• [Required task]:
Please rewrite every line of the records below as a numbered list, dropping any blank lines and leaving the pictures out.

• [Data]:
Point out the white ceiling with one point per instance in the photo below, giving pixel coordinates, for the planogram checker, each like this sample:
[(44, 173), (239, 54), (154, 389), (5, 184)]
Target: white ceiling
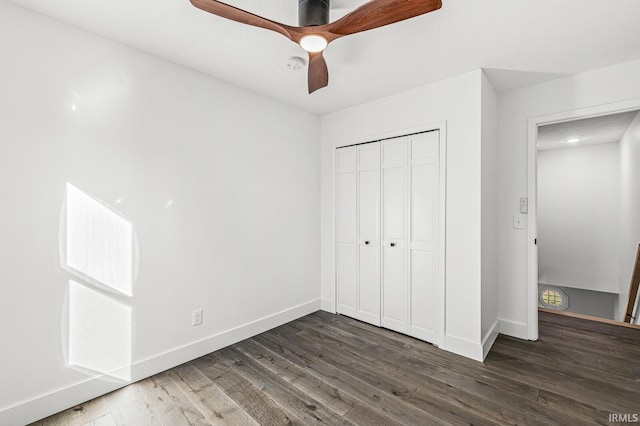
[(540, 39), (588, 131)]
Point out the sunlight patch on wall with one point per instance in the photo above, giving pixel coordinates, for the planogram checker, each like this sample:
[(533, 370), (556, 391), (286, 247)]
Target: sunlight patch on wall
[(100, 336), (99, 242)]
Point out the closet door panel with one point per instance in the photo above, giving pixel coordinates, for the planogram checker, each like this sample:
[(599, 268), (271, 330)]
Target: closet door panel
[(368, 233), (346, 232), (424, 235), (395, 292), (422, 294)]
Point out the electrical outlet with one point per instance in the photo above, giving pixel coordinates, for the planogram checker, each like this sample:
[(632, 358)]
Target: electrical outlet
[(196, 318)]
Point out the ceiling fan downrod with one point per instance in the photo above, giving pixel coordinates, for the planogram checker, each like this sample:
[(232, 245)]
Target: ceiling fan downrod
[(313, 12)]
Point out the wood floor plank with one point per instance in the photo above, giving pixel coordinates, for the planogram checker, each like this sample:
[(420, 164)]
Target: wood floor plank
[(216, 407), (312, 385), (255, 402), (330, 369), (153, 401), (447, 399), (387, 405), (478, 391), (308, 409)]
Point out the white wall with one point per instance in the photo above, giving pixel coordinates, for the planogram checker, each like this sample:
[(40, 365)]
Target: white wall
[(456, 101), (629, 208), (239, 238), (489, 157), (608, 85), (579, 217)]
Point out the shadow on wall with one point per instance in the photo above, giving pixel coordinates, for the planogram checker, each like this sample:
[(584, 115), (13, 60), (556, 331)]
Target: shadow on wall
[(97, 248)]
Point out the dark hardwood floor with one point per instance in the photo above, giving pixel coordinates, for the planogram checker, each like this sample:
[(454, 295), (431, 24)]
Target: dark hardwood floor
[(329, 369)]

• [Output of the task]:
1. Point out the white ceiling with one point per instance in the photo below, giving pixel coordinates, for the planogram checker, each like this sample:
2. [(44, 173), (239, 54), (154, 389), (5, 184)]
3. Target: white ceiling
4. [(540, 39), (588, 131)]
5. Point out the sunlight patch on wall with one point per instance in the photo above, giving pixel coordinates, for the planogram checker, each like this sample:
6. [(533, 370), (556, 391), (286, 247)]
7. Target: sunlight patch on wall
8. [(100, 336), (99, 242)]
9. Point out the closet door panel with one point per instance in the photo above, giving pixel coordinates, for the planogram checker, each like this sample:
10. [(599, 268), (271, 330)]
11. Target: closet door panel
12. [(368, 233), (346, 232), (424, 235), (395, 292), (422, 294)]
13. Point out the electrical outlet with one point per instance in the photo above, giving pixel coordinates, for the planogram checker, each like this sample:
14. [(632, 358)]
15. Target: electrical outlet
16. [(196, 318)]
17. Point out the ceiling fan downrod with one point per instance in the photo above, giving pixel coordinates, for the planogram checker, each like this sample:
18. [(232, 245)]
19. Target: ceiling fan downrod
20. [(313, 12)]
21. Point out the wood floor plank with one point per instance in the photo above, giving pixel coordinates, for the planogram checker, each like this sample:
22. [(420, 164)]
23. Target: wood floor plank
24. [(216, 407), (312, 385), (255, 402), (330, 369), (153, 401), (447, 399), (387, 405), (478, 391), (308, 409)]
25. Point out the white wall with one point per instance in the photo above, giving pixel coordinates, for the planogram checker, each like this sample:
26. [(40, 365)]
27. Target: white wall
28. [(456, 101), (629, 208), (239, 238), (489, 157), (608, 85), (579, 217)]
29. Point out the shadow on wall with one point per instance in the photo above, giving pixel coordinates, for the planogram checker, each like this sample:
30. [(584, 115), (13, 60), (556, 331)]
31. Target: shadow on wall
32. [(97, 248)]
33. Point out the dark hardwood floor with one point per instance in the photo above, giving pixel coordinates, for the planogram checker, each like this sample:
34. [(454, 295), (431, 24)]
35. Target: dark hardwood floor
36. [(329, 369)]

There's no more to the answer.